* _THE TASK_
Would you please transcribe the records below exactly, leaving out the pictures?
- - - -
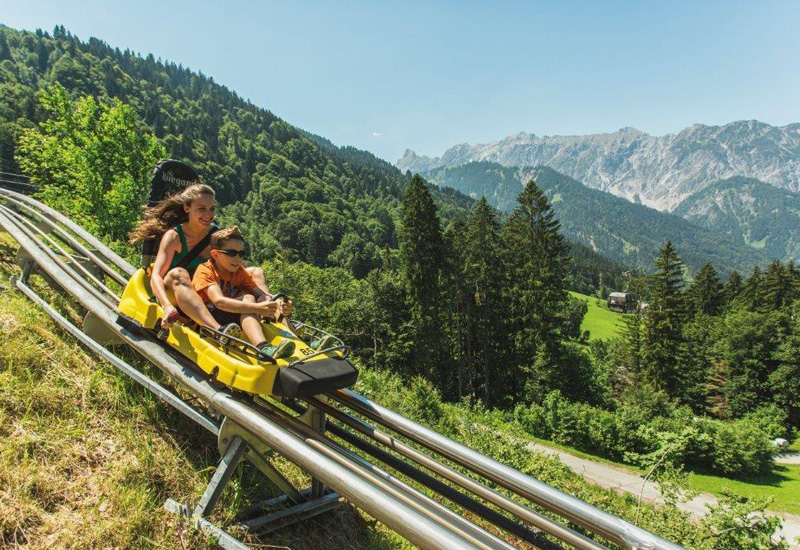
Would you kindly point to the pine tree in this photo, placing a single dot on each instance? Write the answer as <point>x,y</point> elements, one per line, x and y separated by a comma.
<point>734,287</point>
<point>749,297</point>
<point>5,51</point>
<point>778,289</point>
<point>632,346</point>
<point>536,257</point>
<point>706,292</point>
<point>663,343</point>
<point>420,252</point>
<point>482,277</point>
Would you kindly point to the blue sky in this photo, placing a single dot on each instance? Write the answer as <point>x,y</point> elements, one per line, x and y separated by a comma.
<point>427,75</point>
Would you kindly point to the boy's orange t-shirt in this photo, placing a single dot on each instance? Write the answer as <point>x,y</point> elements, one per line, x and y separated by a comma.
<point>233,285</point>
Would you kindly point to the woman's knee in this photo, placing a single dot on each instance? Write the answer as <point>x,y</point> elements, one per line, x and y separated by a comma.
<point>178,277</point>
<point>257,274</point>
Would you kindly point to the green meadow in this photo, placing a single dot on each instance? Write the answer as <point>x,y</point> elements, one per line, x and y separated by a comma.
<point>599,321</point>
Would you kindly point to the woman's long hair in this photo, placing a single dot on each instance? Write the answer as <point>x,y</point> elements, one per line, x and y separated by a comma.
<point>168,213</point>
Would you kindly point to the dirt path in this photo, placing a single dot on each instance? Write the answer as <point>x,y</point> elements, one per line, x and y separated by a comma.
<point>620,479</point>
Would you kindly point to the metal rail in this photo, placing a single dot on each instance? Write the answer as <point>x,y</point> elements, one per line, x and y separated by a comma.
<point>351,480</point>
<point>597,521</point>
<point>420,519</point>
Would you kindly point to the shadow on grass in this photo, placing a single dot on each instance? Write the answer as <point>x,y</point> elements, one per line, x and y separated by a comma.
<point>775,478</point>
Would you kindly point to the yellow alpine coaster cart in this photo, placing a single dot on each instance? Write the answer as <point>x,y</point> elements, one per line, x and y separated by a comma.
<point>227,359</point>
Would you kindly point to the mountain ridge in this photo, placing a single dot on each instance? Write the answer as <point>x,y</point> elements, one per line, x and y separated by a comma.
<point>658,171</point>
<point>622,231</point>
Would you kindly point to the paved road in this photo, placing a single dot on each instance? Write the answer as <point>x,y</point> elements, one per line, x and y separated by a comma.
<point>789,457</point>
<point>620,479</point>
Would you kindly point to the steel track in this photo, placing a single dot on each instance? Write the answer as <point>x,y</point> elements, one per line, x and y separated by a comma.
<point>459,480</point>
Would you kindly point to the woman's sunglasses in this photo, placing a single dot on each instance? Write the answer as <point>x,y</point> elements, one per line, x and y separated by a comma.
<point>232,253</point>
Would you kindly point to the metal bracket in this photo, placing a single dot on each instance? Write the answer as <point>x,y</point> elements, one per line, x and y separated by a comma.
<point>257,454</point>
<point>235,443</point>
<point>98,331</point>
<point>315,418</point>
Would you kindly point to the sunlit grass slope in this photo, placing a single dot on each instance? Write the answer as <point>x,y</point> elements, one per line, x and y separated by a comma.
<point>601,322</point>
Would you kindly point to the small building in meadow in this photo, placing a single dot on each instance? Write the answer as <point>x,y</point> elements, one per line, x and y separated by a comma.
<point>623,302</point>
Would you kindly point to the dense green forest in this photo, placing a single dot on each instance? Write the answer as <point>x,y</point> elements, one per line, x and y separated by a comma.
<point>473,302</point>
<point>623,231</point>
<point>751,212</point>
<point>294,194</point>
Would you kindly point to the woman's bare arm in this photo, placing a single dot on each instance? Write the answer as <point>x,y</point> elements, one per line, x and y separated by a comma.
<point>166,251</point>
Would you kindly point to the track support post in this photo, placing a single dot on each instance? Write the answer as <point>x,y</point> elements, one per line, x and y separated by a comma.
<point>316,418</point>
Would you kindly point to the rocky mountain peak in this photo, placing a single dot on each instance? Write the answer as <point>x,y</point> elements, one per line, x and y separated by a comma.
<point>661,171</point>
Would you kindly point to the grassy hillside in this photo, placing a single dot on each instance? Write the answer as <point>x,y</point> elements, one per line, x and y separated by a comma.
<point>87,458</point>
<point>601,322</point>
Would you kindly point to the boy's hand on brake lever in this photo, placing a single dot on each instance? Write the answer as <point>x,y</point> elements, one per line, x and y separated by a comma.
<point>285,306</point>
<point>268,309</point>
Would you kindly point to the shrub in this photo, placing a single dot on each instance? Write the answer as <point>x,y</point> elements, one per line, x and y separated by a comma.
<point>742,449</point>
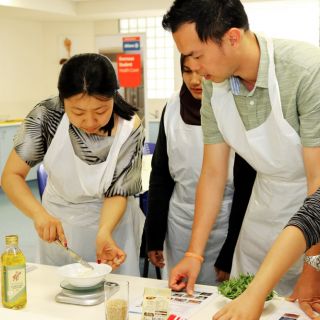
- - - -
* _ANSWER BOX_
Would you kindly point to the pine tree in this photo, placing a single dot on each instance? Write the answer as <point>x,y</point> elements, one per line, x and y separated by a comma.
<point>734,287</point>
<point>749,297</point>
<point>5,51</point>
<point>778,289</point>
<point>632,346</point>
<point>536,257</point>
<point>706,292</point>
<point>663,343</point>
<point>420,252</point>
<point>482,277</point>
Would you kindly point to the blue sky in this photo, placing a single dot on each instance? Write the answer as <point>x,y</point> elements, one per line, x and y separated by a comma.
<point>427,75</point>
Would you kindly point to the boy's orange t-shirt in this photo, placing a single dot on each instance? Write the answer as <point>x,y</point> elements, one per line, x and y separated by a comma.
<point>233,285</point>
Would you kindly point to the woman's knee in this photo, placing a single dot on each instance? Write the answer as <point>x,y</point> elements, one per line, x and y separated by a comma.
<point>178,277</point>
<point>257,274</point>
Would you kindly point to the green meadow in this photo, placing a single dot on each instance? Write the answer as <point>x,y</point> elements, one per line, x and y separated by a comma.
<point>599,321</point>
Would you kindly point to the woman's long hair in this photo, placing a single dot on each instance? Write the answer as <point>x,y</point> elements, one per line, x and y separated by a comma.
<point>168,213</point>
Would you kindly point to the dirt path in this photo, placing a single dot on each instance? Write the answer as <point>x,y</point> elements, one per line, x and y separated by a comma.
<point>620,479</point>
Would you kindly point to the metal rail in this photo, placing a single dot on each instance? Write the answer as <point>x,y</point> elements, one per line, x and y separated by a comma.
<point>351,480</point>
<point>597,521</point>
<point>420,519</point>
Would you kindly point to the shadow on grass in this photo, placing a single dot on each instance? Write the answer as <point>x,y</point> elements, one per line, x and y separated by a comma.
<point>775,478</point>
Would you kindly point to the yellow alpine coaster cart in this photo, placing a single dot on each instance? Write the answer as <point>x,y</point> elements, one per line, x and y separated by a comma.
<point>227,359</point>
Would you kindly point to the mountain ridge in this photo, placing a single dot on each instance? Write the answer as <point>x,y</point> elements, one per line, x and y separated by a comma.
<point>658,171</point>
<point>622,231</point>
Would you kindly point to the paved road in this photo, placing a single dot on each instance? Write the answer as <point>x,y</point> elements, one per line, x and y separated by a comma.
<point>789,457</point>
<point>620,479</point>
Would you kindly point to the steel track in this photo, placing a single dot on each instance? Write the answer as <point>x,y</point> elements, one per line, x and y separated by a comma.
<point>459,480</point>
Would you kindly point to the woman's sunglasses in this photo, placing a single dot on each instance? Write the answer as <point>x,y</point> elements, one per line, x and y separated by a comma.
<point>232,253</point>
Would you kindly point to the metal bracket in this photo, placing a single dot on each instance? Write the answer as <point>x,y</point> elements, one per line, x and y separated by a comma.
<point>257,454</point>
<point>235,443</point>
<point>98,331</point>
<point>315,418</point>
Would you kindly point to the sunlit grass slope in this photo, placing a single dot on each instance? Write the answer as <point>x,y</point> elements, one per line, x and y separated by a comma.
<point>601,322</point>
Would you kindly point to the small building in meadow in this photo, placing a single dot on each instance? Write the answer as <point>x,y</point> elements, one per line, x and y separated by a comma.
<point>623,302</point>
Would you kindly point to the dense green forest in this photo, placing a single dot on each instance? Write the answer as <point>x,y</point> elements, one per line, x and y separated by a comma.
<point>473,302</point>
<point>623,231</point>
<point>751,212</point>
<point>294,194</point>
Would you kindly point to the woman's bare arm in this photo, placing a single dot on each instance? Write the answer as <point>x,y</point> elements, one per line, x and y separated by a comma.
<point>166,251</point>
Would you kindly point to the track support post in this photo, placing a single dot on each instance? Write the answer as <point>x,y</point> elements, one per line, x and y separated by a comma.
<point>316,418</point>
Would you kindly point to the rocky mountain peak in this photo, placing a single dot on each instance? Write the answer as <point>x,y</point> elements, one per line, x and y separated by a comma.
<point>661,171</point>
Would you kindly point to the grassy hillside in this photo, placing a single dot on each instance? Write the answer as <point>x,y</point> elements, one per line, x and y separated by a comma.
<point>87,458</point>
<point>601,322</point>
Would you kindly point to the boy's hand on brake lever in this photo, placing a single dot on each instance? Write the answer as <point>x,y</point> elements, one per line, x and y separated by a comma.
<point>285,306</point>
<point>268,309</point>
Would you kindly point to the shrub in this photo, placing a single dot on each instance? Write the answer as <point>x,y</point> elements, one per line, x and y separated by a comma.
<point>742,449</point>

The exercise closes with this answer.